= WHAT YOU ARE ASKED TO DO =
Quote verbatim the span of lines that begins the listing below and closes with the line containing "Target: translucent petal".
=== Begin Enclosure ===
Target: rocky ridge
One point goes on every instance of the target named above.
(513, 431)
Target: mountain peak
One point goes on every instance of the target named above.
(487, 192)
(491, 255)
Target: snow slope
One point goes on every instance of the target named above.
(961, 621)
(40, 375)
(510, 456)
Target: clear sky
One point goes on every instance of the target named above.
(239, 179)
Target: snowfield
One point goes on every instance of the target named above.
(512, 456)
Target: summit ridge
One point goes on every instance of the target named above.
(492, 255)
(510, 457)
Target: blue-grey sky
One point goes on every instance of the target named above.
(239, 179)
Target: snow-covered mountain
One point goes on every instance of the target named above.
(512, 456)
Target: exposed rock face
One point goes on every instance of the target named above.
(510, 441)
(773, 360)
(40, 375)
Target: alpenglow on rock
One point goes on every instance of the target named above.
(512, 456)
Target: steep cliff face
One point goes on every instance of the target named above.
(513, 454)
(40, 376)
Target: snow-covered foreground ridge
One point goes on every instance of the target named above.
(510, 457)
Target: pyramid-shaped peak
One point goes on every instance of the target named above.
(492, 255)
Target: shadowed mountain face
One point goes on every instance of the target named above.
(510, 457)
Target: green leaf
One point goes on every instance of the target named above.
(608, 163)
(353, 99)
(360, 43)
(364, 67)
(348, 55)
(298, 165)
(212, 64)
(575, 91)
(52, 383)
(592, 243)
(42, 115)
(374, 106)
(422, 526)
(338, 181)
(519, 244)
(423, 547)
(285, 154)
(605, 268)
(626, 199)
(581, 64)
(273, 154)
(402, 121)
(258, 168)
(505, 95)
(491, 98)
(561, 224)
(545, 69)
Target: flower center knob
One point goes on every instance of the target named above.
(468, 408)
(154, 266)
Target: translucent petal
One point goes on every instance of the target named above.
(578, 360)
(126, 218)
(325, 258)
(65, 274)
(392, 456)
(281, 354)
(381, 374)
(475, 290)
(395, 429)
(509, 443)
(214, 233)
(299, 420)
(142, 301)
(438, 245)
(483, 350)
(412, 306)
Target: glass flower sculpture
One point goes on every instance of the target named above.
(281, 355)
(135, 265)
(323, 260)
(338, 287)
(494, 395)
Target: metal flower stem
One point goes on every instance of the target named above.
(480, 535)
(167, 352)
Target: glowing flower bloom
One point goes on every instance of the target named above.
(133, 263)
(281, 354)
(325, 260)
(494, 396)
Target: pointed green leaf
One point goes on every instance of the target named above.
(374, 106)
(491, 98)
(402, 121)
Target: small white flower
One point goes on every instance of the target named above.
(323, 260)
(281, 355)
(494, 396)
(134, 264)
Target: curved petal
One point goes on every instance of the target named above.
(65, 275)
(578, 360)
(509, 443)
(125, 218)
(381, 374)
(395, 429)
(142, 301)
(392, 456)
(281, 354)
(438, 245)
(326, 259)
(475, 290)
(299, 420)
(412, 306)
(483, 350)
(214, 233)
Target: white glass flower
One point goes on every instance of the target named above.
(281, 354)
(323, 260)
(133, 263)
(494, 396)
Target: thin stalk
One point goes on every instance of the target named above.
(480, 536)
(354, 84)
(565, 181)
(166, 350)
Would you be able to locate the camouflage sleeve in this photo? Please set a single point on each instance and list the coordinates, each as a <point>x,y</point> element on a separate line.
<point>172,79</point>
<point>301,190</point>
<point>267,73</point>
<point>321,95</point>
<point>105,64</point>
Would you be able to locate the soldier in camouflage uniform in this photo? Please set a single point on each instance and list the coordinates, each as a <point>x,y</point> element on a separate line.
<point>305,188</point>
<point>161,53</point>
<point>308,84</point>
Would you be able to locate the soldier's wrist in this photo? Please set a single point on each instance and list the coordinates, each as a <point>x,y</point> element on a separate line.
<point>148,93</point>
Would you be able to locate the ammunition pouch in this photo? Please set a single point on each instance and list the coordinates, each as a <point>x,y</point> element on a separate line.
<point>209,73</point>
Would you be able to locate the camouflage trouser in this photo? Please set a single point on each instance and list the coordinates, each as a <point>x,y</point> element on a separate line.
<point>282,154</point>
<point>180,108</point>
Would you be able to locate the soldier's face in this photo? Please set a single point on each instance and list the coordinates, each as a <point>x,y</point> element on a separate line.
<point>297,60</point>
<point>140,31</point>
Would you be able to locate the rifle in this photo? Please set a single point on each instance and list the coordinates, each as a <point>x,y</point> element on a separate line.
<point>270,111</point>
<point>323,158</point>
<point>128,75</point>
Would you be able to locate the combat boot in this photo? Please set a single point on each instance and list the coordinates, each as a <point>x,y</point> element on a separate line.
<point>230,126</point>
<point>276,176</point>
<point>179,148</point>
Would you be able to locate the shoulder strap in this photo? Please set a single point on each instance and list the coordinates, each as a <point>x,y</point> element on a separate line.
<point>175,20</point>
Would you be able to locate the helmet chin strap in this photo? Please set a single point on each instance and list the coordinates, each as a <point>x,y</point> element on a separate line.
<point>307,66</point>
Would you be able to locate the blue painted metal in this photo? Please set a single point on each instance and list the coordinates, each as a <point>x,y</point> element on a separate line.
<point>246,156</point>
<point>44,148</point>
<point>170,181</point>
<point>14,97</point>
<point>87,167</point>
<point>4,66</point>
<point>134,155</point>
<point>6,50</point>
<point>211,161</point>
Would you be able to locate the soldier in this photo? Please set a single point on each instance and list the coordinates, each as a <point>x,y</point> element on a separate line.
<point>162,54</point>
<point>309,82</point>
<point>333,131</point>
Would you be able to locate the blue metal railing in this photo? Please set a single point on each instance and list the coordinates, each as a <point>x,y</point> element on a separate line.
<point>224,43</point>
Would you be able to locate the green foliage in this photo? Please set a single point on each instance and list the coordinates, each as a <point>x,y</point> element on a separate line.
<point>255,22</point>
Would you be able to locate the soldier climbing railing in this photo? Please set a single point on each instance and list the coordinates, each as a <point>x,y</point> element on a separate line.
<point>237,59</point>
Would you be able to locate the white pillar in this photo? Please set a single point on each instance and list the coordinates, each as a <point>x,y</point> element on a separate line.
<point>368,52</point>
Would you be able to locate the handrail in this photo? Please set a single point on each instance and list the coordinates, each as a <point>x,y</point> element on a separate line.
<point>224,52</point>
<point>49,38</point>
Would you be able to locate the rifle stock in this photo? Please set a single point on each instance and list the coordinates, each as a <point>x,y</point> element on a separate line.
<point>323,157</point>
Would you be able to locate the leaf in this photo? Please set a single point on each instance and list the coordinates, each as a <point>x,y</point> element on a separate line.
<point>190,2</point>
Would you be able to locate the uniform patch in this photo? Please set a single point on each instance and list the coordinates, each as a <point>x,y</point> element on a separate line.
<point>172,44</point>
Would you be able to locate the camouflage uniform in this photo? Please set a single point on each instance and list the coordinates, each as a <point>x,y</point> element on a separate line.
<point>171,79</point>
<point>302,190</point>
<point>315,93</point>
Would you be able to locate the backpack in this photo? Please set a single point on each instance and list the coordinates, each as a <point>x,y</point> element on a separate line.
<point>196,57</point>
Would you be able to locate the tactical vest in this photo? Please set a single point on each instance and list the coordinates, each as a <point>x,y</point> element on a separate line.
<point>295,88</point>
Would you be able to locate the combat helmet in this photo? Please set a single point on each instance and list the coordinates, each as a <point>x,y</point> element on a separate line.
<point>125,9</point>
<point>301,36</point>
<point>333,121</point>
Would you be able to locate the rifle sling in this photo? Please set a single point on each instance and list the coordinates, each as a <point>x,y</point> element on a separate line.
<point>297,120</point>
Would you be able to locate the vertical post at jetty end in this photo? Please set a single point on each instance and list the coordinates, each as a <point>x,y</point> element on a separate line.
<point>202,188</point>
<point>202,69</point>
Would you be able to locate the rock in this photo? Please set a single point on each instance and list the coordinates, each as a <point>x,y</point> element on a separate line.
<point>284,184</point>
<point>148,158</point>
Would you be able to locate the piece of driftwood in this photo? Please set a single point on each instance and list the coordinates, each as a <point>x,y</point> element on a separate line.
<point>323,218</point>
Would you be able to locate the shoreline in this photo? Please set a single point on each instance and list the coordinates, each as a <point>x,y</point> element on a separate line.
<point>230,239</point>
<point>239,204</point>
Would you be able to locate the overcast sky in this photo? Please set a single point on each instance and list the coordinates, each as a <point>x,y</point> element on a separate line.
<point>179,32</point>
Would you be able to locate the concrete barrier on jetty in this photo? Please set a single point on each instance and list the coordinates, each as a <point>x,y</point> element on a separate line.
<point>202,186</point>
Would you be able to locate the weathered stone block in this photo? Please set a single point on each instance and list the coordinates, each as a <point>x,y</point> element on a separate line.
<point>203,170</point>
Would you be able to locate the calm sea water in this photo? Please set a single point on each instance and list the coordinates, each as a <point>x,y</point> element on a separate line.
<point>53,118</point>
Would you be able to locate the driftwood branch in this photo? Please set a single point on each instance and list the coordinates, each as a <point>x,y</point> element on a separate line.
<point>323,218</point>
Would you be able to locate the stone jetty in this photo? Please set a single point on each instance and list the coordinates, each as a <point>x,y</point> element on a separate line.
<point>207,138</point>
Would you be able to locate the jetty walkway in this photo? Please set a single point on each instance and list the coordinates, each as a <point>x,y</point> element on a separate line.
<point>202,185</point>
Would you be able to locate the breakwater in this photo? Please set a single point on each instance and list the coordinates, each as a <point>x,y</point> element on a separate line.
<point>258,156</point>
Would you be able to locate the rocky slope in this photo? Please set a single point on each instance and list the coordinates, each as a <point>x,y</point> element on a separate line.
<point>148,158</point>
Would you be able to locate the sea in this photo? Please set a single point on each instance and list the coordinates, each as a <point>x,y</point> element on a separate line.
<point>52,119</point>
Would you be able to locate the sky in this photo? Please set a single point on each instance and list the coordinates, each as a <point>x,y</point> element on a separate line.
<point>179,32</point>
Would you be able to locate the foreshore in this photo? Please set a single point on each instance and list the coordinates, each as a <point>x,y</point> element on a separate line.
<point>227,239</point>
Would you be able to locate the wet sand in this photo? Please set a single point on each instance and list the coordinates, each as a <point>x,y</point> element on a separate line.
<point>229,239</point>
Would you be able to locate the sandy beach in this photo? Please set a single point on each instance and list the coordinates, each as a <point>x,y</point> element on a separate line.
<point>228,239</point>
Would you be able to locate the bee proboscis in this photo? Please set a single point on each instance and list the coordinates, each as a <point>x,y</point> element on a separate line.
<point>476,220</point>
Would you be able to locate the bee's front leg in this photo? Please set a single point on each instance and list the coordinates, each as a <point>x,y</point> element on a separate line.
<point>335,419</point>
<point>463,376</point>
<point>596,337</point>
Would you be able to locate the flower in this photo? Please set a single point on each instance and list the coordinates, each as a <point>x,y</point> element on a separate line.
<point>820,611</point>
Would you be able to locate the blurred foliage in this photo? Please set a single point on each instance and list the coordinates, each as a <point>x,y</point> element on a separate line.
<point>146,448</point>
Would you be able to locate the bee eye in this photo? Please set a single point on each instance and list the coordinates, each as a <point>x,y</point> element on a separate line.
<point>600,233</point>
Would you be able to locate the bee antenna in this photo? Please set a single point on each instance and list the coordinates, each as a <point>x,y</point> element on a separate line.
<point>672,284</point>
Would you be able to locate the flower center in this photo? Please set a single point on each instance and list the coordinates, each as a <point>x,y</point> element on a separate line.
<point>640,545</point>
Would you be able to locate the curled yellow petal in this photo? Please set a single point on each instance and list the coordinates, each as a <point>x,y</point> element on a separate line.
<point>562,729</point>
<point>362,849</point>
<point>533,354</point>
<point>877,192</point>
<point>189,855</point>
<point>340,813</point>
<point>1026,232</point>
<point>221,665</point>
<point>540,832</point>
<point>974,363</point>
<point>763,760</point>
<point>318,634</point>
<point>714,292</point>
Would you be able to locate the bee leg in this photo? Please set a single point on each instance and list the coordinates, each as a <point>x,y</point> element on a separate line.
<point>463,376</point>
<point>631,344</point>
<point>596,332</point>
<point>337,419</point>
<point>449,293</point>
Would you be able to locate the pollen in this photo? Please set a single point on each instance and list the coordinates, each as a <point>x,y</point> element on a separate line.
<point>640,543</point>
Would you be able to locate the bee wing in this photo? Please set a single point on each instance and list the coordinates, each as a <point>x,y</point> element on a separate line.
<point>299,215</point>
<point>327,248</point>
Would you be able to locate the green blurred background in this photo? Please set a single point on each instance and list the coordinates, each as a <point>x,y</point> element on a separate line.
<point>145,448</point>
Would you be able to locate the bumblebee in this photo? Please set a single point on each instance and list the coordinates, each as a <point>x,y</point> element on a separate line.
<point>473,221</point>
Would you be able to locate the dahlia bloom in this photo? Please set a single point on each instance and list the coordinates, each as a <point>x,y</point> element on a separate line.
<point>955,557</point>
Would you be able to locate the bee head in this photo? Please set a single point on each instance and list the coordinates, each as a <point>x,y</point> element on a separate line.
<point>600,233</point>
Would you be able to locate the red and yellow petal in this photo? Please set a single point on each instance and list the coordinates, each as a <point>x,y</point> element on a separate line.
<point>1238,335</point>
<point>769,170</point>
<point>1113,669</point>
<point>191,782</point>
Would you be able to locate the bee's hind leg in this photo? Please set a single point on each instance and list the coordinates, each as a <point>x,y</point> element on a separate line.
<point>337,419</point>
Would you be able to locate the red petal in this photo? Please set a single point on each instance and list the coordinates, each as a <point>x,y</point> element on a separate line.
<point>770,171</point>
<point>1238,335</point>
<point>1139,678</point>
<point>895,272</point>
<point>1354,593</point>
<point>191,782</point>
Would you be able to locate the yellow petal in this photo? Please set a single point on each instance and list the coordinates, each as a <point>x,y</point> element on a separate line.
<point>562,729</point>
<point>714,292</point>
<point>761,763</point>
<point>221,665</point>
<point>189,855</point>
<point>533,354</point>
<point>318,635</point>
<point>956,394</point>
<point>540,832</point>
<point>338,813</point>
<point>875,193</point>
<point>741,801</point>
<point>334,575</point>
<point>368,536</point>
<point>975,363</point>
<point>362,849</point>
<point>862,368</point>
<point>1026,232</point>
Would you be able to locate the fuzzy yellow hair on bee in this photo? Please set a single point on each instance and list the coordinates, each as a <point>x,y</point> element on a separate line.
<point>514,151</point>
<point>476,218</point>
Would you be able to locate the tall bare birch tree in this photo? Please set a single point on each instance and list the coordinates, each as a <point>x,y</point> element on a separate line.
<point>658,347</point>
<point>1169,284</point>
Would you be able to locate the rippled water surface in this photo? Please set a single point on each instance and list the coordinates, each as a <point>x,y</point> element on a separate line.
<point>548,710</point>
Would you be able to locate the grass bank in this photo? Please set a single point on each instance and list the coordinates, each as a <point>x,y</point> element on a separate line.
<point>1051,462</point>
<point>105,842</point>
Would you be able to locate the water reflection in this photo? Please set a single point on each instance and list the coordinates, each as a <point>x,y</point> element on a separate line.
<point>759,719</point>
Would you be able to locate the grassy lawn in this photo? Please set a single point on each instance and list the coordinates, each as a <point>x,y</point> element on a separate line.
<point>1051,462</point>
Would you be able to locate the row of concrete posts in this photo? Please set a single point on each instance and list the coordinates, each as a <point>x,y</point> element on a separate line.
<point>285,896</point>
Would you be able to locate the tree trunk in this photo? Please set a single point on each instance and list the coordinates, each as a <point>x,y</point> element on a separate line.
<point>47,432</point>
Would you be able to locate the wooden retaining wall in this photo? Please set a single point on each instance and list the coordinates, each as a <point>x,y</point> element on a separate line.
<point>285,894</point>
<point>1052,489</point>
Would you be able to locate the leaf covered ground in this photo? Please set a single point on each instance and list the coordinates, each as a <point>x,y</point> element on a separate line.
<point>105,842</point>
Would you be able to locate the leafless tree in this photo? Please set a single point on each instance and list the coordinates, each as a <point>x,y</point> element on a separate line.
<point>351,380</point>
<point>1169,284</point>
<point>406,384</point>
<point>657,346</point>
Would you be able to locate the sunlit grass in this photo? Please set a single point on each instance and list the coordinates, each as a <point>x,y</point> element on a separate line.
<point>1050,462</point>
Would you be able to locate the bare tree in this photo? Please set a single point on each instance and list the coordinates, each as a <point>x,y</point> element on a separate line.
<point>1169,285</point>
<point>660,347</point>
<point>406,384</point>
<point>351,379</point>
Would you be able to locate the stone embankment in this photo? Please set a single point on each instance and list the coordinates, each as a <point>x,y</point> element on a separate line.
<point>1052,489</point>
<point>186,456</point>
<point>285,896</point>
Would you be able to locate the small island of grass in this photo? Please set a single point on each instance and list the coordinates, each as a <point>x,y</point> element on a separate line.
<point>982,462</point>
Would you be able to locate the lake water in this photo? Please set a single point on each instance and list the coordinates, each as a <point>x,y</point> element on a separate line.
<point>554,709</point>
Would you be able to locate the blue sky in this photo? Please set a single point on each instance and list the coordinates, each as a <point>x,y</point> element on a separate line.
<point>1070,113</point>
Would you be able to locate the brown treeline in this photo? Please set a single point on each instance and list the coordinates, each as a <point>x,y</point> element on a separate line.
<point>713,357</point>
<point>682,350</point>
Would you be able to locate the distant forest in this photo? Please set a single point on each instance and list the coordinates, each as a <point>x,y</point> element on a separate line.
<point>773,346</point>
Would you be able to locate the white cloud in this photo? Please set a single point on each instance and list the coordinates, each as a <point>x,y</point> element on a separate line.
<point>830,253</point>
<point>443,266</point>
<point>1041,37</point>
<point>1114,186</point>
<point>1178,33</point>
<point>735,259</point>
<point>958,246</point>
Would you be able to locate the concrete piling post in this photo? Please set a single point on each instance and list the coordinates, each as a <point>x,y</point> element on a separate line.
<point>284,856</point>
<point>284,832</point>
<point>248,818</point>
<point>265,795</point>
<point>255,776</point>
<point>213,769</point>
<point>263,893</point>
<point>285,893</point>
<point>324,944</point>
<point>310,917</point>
=== End Enclosure ===
= FINAL ANSWER =
Target: rocky ridge
One point goes on every instance of the target named above.
(513, 431)
Target: mountain peak
One point goes on every instance of the target named above.
(487, 192)
(491, 255)
Target: snow slope
One point goes on every instance of the target named above.
(961, 621)
(40, 375)
(510, 456)
Target: clear sky
One point goes on every instance of the target named above.
(239, 179)
Target: snowfield
One point goes on every instance of the target named above.
(512, 456)
Target: summit ridge
One point goes on every instance of the target named above.
(492, 255)
(510, 457)
Target: blue-grey sky
One point goes on every instance of the target named above.
(239, 179)
Target: snow-covered mountain
One point goes on every instance of the target named above.
(512, 456)
Target: exposed rock face
One point goes on every instance of the target named above.
(510, 441)
(773, 360)
(40, 375)
Target: alpenglow on rock
One point goes on every instance of the target named above.
(512, 456)
Target: steep cliff face
One point goes on every instance of the target named above.
(513, 454)
(40, 376)
Target: snow-covered foreground ridge
One point goes on every instance of the target named above.
(510, 457)
Target: pyramid-shaped peak
One point goes on every instance of the target named above.
(492, 255)
Target: shadowed mountain face
One point goes on every instance of the target named above.
(510, 457)
Target: green leaf
One point goes on every instance of the target named above.
(608, 163)
(353, 99)
(360, 43)
(364, 67)
(348, 55)
(298, 165)
(212, 64)
(575, 91)
(52, 383)
(592, 243)
(42, 115)
(374, 106)
(422, 526)
(338, 181)
(519, 244)
(423, 547)
(285, 154)
(605, 268)
(626, 199)
(581, 64)
(273, 154)
(402, 121)
(258, 168)
(505, 95)
(491, 98)
(561, 224)
(545, 69)
Target: flower center knob
One point goes on every instance of the target named above.
(468, 408)
(154, 266)
Target: translucent petal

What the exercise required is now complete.